[Data entries]
- - -
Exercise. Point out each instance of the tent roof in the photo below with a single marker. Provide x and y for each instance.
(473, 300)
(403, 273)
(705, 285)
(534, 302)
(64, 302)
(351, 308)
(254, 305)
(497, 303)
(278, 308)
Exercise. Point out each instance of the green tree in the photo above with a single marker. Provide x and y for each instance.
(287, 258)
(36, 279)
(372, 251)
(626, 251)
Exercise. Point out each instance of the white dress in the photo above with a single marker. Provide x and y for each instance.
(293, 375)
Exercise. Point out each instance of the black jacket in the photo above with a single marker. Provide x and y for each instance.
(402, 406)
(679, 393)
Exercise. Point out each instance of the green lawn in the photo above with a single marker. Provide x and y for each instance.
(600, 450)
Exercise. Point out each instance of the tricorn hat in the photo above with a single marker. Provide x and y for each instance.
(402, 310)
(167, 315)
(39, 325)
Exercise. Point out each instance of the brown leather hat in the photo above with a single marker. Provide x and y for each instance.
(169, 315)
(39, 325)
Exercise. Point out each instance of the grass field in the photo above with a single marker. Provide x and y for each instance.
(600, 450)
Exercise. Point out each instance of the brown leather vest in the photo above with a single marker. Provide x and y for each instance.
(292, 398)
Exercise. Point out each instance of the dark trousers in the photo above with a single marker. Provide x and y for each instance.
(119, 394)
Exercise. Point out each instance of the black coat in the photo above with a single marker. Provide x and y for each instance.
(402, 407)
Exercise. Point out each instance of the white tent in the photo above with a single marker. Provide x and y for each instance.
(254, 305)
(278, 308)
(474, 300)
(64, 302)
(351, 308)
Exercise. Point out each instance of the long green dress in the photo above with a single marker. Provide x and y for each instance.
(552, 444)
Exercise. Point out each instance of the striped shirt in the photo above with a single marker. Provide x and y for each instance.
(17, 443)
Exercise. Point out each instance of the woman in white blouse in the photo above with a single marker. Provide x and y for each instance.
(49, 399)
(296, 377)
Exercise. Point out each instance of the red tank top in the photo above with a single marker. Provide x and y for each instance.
- - -
— Problem to solve —
Write every record out again, letter for letter.

— Reply —
Exercise. Point out each instance of the tent roof in the photo below with a single marker. Provide x and y for each instance.
(473, 300)
(403, 273)
(705, 285)
(534, 302)
(64, 302)
(351, 308)
(254, 305)
(497, 303)
(278, 308)
Exercise. Point out each instance of the green tree in the photo above with a single marker. Provide x and y for each instance.
(287, 258)
(36, 279)
(372, 251)
(626, 251)
Exercise. Point out each instance of the white dress in the photo above with a single marker. Provide x and y for each instance.
(293, 375)
Exercise. Point out each instance of the black jacket in the photo above with a single marker. Provide x and y for each instance.
(402, 406)
(679, 393)
Exercise. Point out each instance of the green lawn in the photo above with a single marker. Provide x and y for each instance.
(600, 450)
Exercise. Point out each instance of the tricorn hat in the photo above with a single marker. Provide x and y for each instance.
(402, 310)
(167, 315)
(39, 325)
Exercise. Point out each instance of the brown leather hat in the photo above with a single marker. Provide x and y for each instance.
(169, 315)
(39, 325)
Exercise. Point out each instance of the grass field in the photo above with a single marker. Provide x and y for each instance.
(600, 450)
Exercise. Point out each instance of the brown leather vest in the photo above with a single marker. Provide x and y for each instance.
(292, 398)
Exercise. Point out each instance of the dark trousers in the photo above with a single marker. Provide x and y for each instance.
(119, 394)
Exercise. Point out each instance of the black coat in the photo above with a single marker. Provide x and y for each instance.
(402, 407)
Exercise. Point out each instance of the white tent in the photo above with a single marker. Provide x and y for each instance.
(254, 305)
(278, 308)
(474, 300)
(64, 302)
(351, 308)
Exercise. Point out each instance of the long green dress in the photo above with a single marker. Provide x and y for each instance.
(552, 444)
Exercise. Point out each instance of the striped shirt in the photo above with a single marker. Provide x and y for each instance.
(17, 443)
Exercise. Point out each instance of the woman in white blouse in the photo above with a single marker. Provide x and y for each instance.
(49, 399)
(296, 377)
Exercise. Point out each instance of the red tank top in the photo above with a single marker. Provide x and y for each instance.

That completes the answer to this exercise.